# [PAGE EXCERPT]
• • • •
1356505 - Multi-parametric T1, T2, and Adiabatic T1ρ Mapping with mSASHA in Healthy Volunteers at 1.5T and 3T

Quantitative myocardial mapping is commonly used to characterize tissue microstructure and native T₁ and T₂ have been associated with fibrosis and edema. T_1ρ has been proposed to be sensitive to collagen, enabling non-contrast detection of myocardial scar (1).  Recent adiabatic T_1ρ preparations have improved upon the previous sensitivity of conventional T_1ρ spin-lock pulses to B₀ and B₁ inhomogeneity (2).  The optimal T_1ρ pulse design parameters, performance, and normative values at 3T have yet to be established.

Multi-parametric sequences are ideal for comprehensive tissue characterization due to the reduction in acquisition time and intrinsic co-registration of maps.  Multi-parametric saturation-recovery single-shot acquisition (mSASHA) can be used for simultaneous T₁, T₂, and T_1ρ mapping in a single breath-hold (3, 4).  Conventional spin-lock and various adiabatic T_1ρ preparations are evaluated on healthy volunteers scanned at both 1.5T and 3T.

Methods:

The mSASHA sequence consists of a single non-prepared (anchor), 6 T₁-weighted, 2 T₁+T₂-weighted, and 2 T₁+T_1ρ-weighted images acquired in a 15-heartbeat breath-hold (Fig. 1).  High-contrast images were used to improve motion correction and T₁, T₂, and T_1ρ maps were calculated jointly from all images.  T_1ρ preparation was achieved using a pair of positive/negative frequency swept hyperbolic secant pulses with f_max=1600-1650 Hz and β=3.5, 5.0 and 7.0 (2).  Reference spin-lock T_1ρ preparation was also used with ω=400 Hz. All T_1ρ durations (TSL) were 60 ms.

Five healthy volunteers (41±1 yrs, 4 female) were imaged at both 1.5T and 3T (MAGNETOM Aera and Prisma, Siemens Healthcare, Erlangen, Germany) on the same day.  Mean and standard deviations over the left ventricular myocardium were calculated for each map.
• • • •
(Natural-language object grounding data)

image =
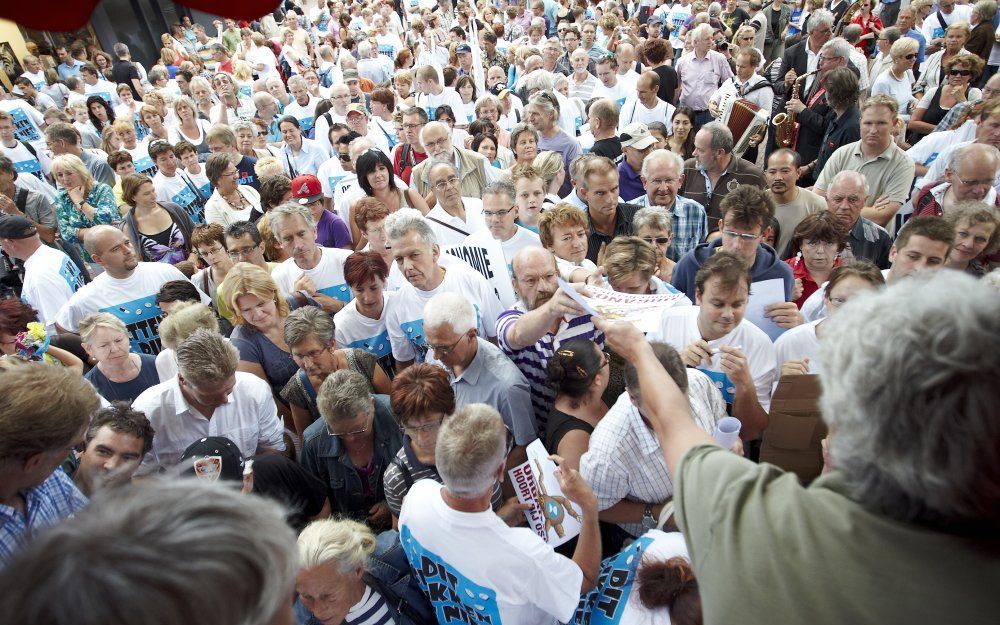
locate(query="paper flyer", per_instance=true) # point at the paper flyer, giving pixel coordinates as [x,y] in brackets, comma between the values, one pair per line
[641,310]
[553,516]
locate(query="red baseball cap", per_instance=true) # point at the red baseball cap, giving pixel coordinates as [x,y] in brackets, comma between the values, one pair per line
[307,189]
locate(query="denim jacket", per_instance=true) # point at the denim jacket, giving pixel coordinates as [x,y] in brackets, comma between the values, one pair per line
[326,457]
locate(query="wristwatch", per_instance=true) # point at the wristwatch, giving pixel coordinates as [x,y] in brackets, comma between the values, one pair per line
[648,520]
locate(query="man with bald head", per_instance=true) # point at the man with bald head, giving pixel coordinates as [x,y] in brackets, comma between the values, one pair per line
[127,289]
[474,171]
[845,198]
[543,318]
[969,176]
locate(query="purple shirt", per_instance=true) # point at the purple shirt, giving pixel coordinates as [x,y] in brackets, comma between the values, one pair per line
[331,231]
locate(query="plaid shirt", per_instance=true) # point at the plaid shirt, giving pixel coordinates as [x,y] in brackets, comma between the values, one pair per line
[690,224]
[50,502]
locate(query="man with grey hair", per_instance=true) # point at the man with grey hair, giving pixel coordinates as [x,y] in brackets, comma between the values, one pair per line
[714,170]
[479,372]
[449,531]
[170,552]
[912,461]
[313,271]
[454,217]
[474,171]
[208,397]
[500,215]
[418,257]
[662,176]
[353,420]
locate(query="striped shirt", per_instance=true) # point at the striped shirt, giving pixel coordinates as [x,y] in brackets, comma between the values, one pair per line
[371,610]
[625,462]
[533,361]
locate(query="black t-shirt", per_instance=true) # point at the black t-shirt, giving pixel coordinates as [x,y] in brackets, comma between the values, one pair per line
[610,148]
[285,481]
[123,72]
[668,83]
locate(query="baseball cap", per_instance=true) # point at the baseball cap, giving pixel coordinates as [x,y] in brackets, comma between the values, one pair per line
[213,458]
[356,108]
[636,135]
[16,227]
[307,189]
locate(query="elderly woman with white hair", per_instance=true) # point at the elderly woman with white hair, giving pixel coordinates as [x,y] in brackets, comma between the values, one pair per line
[336,584]
[543,113]
[118,374]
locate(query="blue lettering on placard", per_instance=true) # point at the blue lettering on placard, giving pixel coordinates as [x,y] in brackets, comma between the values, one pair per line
[721,382]
[337,291]
[142,320]
[24,128]
[194,205]
[144,165]
[71,274]
[456,598]
[605,603]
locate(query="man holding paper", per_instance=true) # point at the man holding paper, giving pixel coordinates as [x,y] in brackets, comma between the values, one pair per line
[472,566]
[746,214]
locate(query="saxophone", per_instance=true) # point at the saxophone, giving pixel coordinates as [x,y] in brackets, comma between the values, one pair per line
[784,123]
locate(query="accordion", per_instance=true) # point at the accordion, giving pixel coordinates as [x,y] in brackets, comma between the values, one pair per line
[744,119]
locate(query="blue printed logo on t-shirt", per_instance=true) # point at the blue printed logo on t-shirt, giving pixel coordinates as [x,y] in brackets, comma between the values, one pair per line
[142,320]
[456,598]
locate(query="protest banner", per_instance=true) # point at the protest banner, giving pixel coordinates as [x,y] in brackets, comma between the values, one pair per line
[552,515]
[487,258]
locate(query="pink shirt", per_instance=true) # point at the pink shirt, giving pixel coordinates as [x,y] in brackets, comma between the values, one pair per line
[700,78]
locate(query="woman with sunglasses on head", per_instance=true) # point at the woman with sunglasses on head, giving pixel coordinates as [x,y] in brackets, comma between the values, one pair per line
[578,372]
[962,70]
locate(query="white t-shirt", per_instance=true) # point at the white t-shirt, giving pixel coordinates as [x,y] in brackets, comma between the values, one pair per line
[133,300]
[430,102]
[522,238]
[679,328]
[474,222]
[405,312]
[798,343]
[50,279]
[356,330]
[250,420]
[327,275]
[526,582]
[184,191]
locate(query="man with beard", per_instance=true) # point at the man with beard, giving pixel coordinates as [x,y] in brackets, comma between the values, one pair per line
[792,204]
[543,318]
[662,176]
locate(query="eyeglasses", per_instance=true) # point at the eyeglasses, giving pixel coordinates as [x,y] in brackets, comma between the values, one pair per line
[413,430]
[450,181]
[444,350]
[743,236]
[656,240]
[497,214]
[240,252]
[364,430]
[310,356]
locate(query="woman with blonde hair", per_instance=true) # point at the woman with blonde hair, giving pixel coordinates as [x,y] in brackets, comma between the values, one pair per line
[549,166]
[119,374]
[82,202]
[259,312]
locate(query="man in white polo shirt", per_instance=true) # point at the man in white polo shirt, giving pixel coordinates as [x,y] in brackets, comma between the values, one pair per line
[315,272]
[417,254]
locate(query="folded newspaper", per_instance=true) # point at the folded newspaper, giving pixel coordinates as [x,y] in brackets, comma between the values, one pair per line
[641,310]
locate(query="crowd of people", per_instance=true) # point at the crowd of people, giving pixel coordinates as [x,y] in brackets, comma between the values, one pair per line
[280,312]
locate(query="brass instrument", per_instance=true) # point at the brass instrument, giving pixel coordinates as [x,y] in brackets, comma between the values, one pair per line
[784,123]
[846,19]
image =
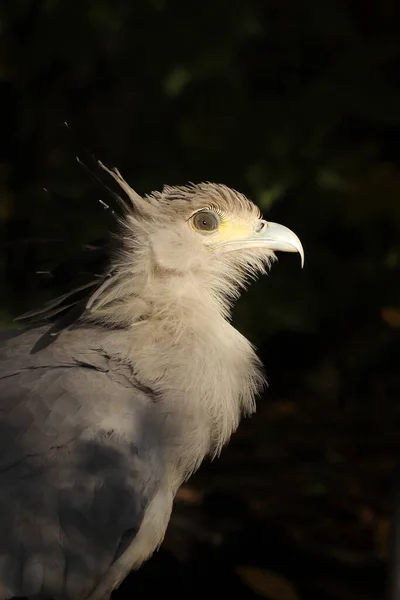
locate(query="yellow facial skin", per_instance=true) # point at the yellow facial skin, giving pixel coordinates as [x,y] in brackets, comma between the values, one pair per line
[233,229]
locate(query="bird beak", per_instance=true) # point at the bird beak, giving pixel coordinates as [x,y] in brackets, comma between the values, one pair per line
[277,237]
[265,235]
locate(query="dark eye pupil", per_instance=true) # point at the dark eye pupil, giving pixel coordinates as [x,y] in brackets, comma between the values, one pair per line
[206,221]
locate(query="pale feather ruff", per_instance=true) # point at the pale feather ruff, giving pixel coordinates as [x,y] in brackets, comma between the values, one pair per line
[183,345]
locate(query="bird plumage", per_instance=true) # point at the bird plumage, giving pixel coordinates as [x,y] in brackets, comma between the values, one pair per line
[103,418]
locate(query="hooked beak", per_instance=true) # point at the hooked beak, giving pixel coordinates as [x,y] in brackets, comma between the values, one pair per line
[270,236]
[277,237]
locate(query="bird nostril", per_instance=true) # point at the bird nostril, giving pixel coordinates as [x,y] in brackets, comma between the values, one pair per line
[260,226]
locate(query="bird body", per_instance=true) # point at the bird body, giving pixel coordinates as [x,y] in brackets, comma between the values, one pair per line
[103,419]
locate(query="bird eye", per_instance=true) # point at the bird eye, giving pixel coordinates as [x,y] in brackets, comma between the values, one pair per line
[206,220]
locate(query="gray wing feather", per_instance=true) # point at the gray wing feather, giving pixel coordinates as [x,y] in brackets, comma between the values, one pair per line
[79,462]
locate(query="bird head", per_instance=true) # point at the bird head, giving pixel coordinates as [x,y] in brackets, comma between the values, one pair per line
[207,235]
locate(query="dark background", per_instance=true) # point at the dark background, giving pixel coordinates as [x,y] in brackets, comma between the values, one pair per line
[296,104]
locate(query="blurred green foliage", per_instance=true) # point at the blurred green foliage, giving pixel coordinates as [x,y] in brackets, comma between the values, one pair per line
[296,104]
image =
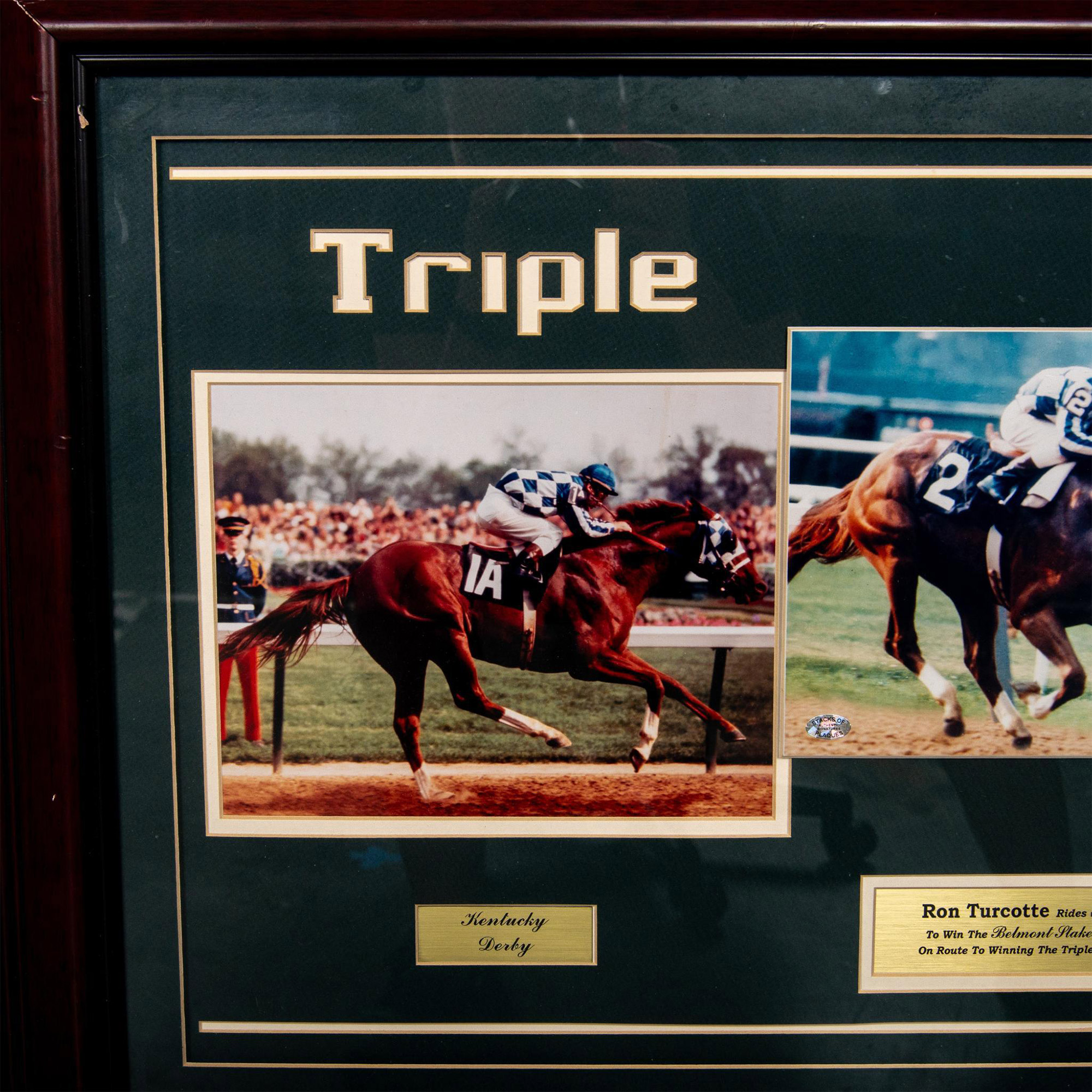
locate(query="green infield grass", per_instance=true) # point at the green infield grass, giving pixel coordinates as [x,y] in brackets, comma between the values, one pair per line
[837,621]
[339,707]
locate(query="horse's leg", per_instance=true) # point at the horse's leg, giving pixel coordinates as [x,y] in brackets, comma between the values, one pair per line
[611,667]
[454,657]
[1048,635]
[980,630]
[626,669]
[409,699]
[900,576]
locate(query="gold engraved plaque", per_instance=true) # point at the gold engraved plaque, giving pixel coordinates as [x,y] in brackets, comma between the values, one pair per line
[531,935]
[976,933]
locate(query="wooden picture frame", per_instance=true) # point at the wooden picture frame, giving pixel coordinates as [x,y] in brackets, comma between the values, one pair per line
[65,1015]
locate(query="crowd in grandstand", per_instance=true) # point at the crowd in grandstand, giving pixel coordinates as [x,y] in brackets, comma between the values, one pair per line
[289,531]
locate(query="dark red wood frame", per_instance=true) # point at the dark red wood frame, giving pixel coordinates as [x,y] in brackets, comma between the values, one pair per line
[64,1019]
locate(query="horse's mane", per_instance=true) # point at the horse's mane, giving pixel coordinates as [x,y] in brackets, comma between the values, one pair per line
[651,512]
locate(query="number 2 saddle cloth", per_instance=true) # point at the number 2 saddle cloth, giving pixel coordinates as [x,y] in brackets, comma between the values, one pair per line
[952,484]
[493,575]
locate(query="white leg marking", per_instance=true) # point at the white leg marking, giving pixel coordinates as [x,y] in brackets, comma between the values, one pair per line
[424,784]
[532,728]
[943,692]
[1040,705]
[1008,717]
[650,730]
[428,790]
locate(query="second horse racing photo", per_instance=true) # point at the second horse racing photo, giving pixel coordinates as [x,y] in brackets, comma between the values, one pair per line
[941,547]
[484,598]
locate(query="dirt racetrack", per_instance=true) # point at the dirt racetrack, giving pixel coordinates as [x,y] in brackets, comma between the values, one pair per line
[879,732]
[347,789]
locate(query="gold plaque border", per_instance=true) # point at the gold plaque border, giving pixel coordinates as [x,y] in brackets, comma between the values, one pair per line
[595,962]
[871,983]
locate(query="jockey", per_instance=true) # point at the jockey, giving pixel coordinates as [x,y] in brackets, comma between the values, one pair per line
[1051,422]
[518,507]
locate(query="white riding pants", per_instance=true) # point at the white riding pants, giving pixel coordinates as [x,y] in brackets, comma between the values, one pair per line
[500,516]
[1032,435]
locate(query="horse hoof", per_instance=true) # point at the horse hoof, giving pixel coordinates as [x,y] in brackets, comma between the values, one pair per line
[1039,706]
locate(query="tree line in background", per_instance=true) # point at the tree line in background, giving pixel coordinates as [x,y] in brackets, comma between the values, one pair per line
[721,476]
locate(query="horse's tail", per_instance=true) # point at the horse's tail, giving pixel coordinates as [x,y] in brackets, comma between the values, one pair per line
[823,535]
[293,627]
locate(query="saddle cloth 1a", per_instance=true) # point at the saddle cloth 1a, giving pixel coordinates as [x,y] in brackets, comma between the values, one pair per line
[493,576]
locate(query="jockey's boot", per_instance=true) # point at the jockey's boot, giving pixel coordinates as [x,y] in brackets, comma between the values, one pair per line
[1003,485]
[529,565]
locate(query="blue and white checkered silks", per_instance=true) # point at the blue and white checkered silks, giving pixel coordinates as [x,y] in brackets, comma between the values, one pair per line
[1063,396]
[553,493]
[721,548]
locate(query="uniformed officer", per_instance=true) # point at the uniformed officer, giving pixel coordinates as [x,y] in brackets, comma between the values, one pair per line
[241,597]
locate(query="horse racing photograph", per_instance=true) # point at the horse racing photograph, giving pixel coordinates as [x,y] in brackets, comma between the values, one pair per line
[940,543]
[464,600]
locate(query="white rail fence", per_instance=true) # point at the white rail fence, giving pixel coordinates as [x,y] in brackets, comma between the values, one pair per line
[721,639]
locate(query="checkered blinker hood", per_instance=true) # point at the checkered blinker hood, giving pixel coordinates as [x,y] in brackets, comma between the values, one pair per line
[721,548]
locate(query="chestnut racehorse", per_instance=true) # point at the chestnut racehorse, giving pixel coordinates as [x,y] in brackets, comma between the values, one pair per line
[406,607]
[1047,571]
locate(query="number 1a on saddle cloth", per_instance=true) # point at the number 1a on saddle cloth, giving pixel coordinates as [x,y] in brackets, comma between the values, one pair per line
[493,575]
• • • •
# [REQUIRED ACTION A]
List the kinds of images that make up the mSASHA sequence as described in the mSASHA mapping abstract, with the number of each.
# [REQUIRED ACTION B]
According to the mSASHA mapping abstract, what was the duration (TSL) of all T_1ρ preparations?
# [REQUIRED ACTION C]
Write a continuation of the mSASHA mapping abstract that starts right after its last sentence.

# [EXPECTED OUTPUT A]
- 1 non-prepared (anchor) image
- 6 T₁-weighted images
- 2 T₁+T₂-weighted images
- 2 T₁+T_1ρ-weighted images

# [EXPECTED OUTPUT B]
All T_1ρ durations were 60 ms.

# [EXPECTED OUTPUT C]
Results:

mSASHA parametric maps visually had good image quality (Fig. 2), with T₁ and T₂ values in agreement with previously published T₁/T₂-only mSASHA (Table 1) (2).  T_1ρ with β=7.0 and conventional spin-lock exceeded energy limits in 1 subject each and these data were excluded.  Adiabatic T_1ρ values were higher than spin-lock T_1ρ with a strong dependence on β from 3.5 to 7.0 at both 1.5T and 3T (46% and 56% increase respectively).  No visible B₀ dependence of T_1ρ maps were observed at 1.5T, but spin-lock T_1ρ had significant artifacts in 2 subjects at 3T coincident with significant B₀ deviations (Fig. 2).  MOLLI T₁ values were also decreased in the off-resonance region while all mSASHA maps were unaffected.  Precision (Table 1) was improved for all parameters at 3T compared to 1.5T and similar to T₁/T₂-only mSASHA (3).

Conclusion:

mSASHA provides comprehensive T₁, T₂, and T_1ρ characterization in a single breath-hold with improved precision at 3T compared to 1.5T.  Adiabatic T_1ρ preparation improved robustness to B₀ inhomogeneity, enabling imaging at 3T.  Further clinical studies are required to determine the added value of T_1ρ in various cardiomyopathies and the optimal adiabatic pulse parameters for detection of myocardial scar.